Information shown:

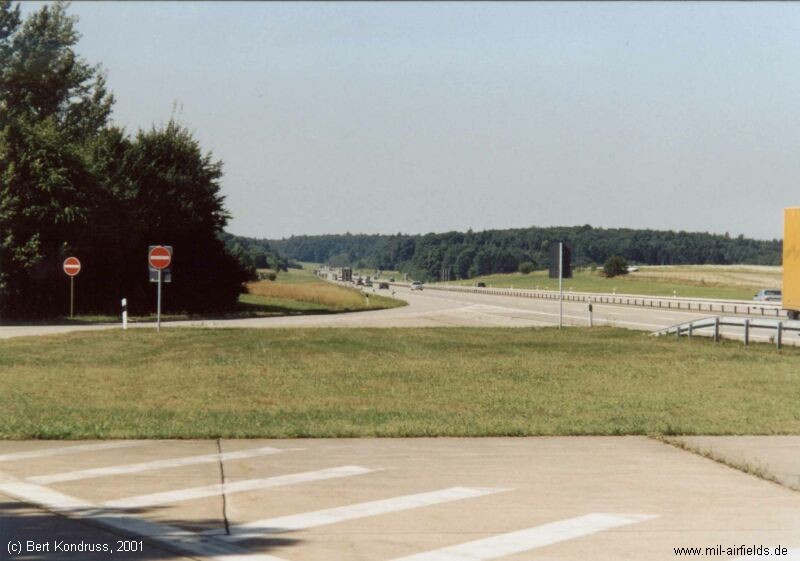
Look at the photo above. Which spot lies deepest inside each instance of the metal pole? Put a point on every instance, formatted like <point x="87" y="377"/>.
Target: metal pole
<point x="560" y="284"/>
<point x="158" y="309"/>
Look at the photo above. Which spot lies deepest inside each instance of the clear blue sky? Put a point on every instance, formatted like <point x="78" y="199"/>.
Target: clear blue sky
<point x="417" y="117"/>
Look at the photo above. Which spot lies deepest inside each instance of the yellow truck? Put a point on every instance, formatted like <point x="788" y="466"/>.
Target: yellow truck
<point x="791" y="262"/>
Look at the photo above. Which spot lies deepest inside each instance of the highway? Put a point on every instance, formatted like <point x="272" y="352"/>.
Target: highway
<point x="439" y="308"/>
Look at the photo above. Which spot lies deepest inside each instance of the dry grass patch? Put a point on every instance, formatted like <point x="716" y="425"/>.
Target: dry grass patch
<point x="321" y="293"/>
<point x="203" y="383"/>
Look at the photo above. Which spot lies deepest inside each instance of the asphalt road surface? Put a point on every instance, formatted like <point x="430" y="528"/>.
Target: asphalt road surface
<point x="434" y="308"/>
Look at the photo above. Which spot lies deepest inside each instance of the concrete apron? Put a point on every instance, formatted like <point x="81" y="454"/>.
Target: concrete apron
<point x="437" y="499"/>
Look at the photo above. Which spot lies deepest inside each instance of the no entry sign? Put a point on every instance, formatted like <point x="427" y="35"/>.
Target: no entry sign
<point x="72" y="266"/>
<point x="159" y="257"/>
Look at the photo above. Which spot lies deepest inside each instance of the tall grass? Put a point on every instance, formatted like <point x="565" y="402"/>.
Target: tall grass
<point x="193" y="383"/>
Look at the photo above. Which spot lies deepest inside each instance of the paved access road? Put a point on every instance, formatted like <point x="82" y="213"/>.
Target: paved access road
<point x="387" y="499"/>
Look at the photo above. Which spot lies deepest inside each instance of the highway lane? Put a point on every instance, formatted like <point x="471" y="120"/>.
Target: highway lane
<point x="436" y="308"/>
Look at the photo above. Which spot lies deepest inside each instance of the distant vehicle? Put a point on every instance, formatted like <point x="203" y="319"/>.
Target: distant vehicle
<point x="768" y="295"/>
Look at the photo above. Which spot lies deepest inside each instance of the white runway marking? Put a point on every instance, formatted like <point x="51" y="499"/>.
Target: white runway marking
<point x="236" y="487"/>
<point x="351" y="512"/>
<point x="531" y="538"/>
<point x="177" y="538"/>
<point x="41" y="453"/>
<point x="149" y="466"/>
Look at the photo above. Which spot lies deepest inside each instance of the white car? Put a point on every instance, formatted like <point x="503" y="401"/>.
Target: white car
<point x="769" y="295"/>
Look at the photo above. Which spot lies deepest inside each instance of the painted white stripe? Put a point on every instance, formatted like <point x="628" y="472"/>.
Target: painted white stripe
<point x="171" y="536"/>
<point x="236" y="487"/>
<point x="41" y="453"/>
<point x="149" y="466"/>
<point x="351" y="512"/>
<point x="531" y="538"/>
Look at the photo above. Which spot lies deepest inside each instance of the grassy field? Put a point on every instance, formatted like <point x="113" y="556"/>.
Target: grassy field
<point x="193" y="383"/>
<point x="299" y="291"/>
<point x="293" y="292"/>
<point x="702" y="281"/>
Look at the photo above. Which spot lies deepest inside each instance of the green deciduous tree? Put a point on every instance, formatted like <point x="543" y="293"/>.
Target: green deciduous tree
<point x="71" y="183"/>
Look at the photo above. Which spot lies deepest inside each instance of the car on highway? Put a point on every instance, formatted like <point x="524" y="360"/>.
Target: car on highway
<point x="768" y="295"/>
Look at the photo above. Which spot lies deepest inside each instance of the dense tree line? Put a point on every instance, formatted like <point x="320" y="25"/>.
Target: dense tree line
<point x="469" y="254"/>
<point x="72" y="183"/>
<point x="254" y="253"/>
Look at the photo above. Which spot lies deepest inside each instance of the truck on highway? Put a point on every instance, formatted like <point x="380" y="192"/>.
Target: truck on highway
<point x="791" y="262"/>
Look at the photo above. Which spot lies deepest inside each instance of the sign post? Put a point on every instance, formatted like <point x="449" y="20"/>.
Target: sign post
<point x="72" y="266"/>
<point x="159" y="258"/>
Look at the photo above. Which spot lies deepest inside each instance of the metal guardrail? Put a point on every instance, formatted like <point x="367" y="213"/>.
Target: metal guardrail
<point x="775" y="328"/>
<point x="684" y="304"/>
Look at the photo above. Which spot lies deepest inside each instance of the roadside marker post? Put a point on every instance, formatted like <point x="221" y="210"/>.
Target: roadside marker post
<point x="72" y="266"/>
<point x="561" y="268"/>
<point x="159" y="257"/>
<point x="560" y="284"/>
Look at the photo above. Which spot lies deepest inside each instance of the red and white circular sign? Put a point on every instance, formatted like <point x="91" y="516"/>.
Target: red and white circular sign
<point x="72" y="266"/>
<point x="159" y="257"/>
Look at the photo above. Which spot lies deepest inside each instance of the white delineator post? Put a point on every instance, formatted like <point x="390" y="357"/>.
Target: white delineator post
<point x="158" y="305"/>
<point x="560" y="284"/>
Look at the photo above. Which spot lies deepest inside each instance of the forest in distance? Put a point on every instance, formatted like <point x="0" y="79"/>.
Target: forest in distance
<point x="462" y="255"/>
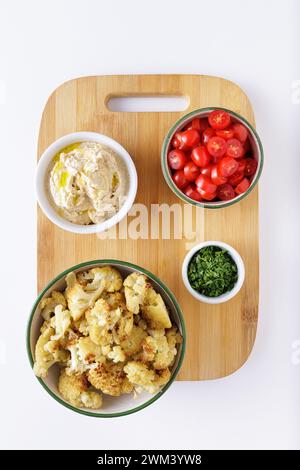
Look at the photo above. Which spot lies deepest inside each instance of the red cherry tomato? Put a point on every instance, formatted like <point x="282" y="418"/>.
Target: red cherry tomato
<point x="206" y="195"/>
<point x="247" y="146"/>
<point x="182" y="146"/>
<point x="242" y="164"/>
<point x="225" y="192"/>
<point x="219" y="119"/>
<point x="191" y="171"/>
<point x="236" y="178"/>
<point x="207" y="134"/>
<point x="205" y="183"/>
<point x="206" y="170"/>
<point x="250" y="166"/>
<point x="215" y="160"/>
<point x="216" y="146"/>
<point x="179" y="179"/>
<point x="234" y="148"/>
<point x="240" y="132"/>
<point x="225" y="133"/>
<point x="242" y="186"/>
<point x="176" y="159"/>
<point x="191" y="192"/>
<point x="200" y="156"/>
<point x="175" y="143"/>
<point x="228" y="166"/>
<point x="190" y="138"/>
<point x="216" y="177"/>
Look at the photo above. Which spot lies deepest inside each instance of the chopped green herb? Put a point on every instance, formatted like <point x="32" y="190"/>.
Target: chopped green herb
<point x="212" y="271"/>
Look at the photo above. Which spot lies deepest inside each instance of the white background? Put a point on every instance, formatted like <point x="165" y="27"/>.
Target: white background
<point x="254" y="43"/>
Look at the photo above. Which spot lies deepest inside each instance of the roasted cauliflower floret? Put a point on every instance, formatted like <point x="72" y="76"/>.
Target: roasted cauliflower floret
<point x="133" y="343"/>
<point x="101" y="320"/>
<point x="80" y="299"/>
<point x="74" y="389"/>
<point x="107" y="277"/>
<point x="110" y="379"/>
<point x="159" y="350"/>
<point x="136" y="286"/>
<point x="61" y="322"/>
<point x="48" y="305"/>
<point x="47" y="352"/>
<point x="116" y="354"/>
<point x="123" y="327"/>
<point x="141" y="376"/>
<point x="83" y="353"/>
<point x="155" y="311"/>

What to work on:
Set down, word for word, only the lines running from the line with "of the roasted" to the last line of the listing above. Both of those lines belong in your answer.

The result:
Look at the photo above. Which spot lies deepest inside each instance of the roasted cauliflower floret? Put a point on every instance, formatted like <point x="72" y="76"/>.
Target: roasted cauliflower floret
<point x="133" y="343"/>
<point x="101" y="320"/>
<point x="80" y="299"/>
<point x="74" y="389"/>
<point x="107" y="277"/>
<point x="110" y="379"/>
<point x="159" y="350"/>
<point x="136" y="286"/>
<point x="61" y="322"/>
<point x="48" y="305"/>
<point x="47" y="352"/>
<point x="116" y="354"/>
<point x="123" y="327"/>
<point x="141" y="376"/>
<point x="83" y="353"/>
<point x="155" y="311"/>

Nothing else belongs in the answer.